(TEXT SEGMENT):

The loop controls the actual agent execution:
messages -> model -> tool calls -> batch execution -> observation -> model
The loop is also where max steps, request limits, token limits, context management, memory updates, and final response handling are enforced. Context management runs before the model call, so a configured token budget reduces the prompt before the provider context window is hit.

4. Tool Runtime

Tools come from several sources but are exposed to the model through one runtime view:
SourcePurpose
Local toolsApplication-owned Python functions registered with ToolRegistry.
MCP toolsExternal tool servers over stdio, SSE, or Streamable HTTP.
Workspace command toolsFile operations for notes, scratchpads, task progress, and generated files.
Artifact toolsRead, tail, search, and list offloaded tool-result artifacts.
SkillsPackaged capabilities implemented in Python, Bash, or Node.js.
Subagent toolsHarness tools that let the lead agent spawn focused workers.
BM25 retrievalOptional tool filtering when the full tool set is too large for the prompt.
The model should not need to know where a tool came from. The resolver maps tool names to the right executor.

5. Parallel Batch Runner

The batch runner is responsible for executing all tool calls from a model step together:
  • assigns stable tool call IDs
  • emits start/result/error events
  • runs calls concurrently
  • applies the configured timeout
  • preserves individual success and failure results
  • passes the combined result into the observation pipeline
This layer is one of the core differences between OmniCoreAgent and a basic sequential tool loop.

6. Observation Pipeline

The observation pipeline protects the next reasoning step from raw, noisy tool output.
raw tool results
  -> normalized tool result objects
  -> guardrail screening
  -> workspace offload when configured
  -> compact observation text
The model gets enough information to continue the task and a workspace reference when a large payload was offloaded.

(TASK DETAILS): According to the OmniCoreAgent text, why does context management run before the model call? Answer in one to three sentences. The lines that follow have nothing to do with the text.

(DATA):
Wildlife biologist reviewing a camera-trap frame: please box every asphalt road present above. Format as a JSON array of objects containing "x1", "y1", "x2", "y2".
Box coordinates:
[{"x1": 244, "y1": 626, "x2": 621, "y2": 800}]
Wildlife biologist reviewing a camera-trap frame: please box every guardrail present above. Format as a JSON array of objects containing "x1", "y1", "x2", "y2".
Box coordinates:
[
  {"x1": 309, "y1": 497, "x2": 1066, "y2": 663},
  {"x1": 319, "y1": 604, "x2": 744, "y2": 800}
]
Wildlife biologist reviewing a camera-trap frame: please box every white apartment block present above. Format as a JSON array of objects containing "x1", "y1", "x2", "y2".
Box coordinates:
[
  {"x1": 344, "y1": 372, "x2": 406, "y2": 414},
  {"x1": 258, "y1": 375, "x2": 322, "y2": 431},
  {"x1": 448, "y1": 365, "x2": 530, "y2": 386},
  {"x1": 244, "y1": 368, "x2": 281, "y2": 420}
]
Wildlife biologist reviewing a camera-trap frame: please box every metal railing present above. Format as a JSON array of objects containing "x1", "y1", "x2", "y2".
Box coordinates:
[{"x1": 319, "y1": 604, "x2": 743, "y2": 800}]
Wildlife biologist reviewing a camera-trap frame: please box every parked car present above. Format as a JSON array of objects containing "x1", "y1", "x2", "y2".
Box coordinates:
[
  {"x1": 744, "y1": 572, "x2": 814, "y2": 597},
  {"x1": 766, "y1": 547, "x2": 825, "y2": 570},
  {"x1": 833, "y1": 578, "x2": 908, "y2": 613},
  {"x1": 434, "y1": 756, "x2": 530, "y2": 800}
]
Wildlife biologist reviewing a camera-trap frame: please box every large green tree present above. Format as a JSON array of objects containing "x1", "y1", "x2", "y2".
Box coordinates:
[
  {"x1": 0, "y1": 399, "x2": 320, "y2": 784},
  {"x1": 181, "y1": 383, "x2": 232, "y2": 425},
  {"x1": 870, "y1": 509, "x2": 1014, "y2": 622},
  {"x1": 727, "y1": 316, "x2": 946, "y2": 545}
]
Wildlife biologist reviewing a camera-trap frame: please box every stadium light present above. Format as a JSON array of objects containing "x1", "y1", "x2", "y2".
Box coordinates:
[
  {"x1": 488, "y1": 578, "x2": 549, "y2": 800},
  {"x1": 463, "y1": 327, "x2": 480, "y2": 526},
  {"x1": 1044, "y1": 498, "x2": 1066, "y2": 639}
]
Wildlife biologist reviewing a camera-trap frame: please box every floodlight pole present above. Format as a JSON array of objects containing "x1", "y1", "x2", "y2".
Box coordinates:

(TASK SOLUTION): It runs before the model call so that a configured token budget can reduce the prompt before the provider's context window is hit.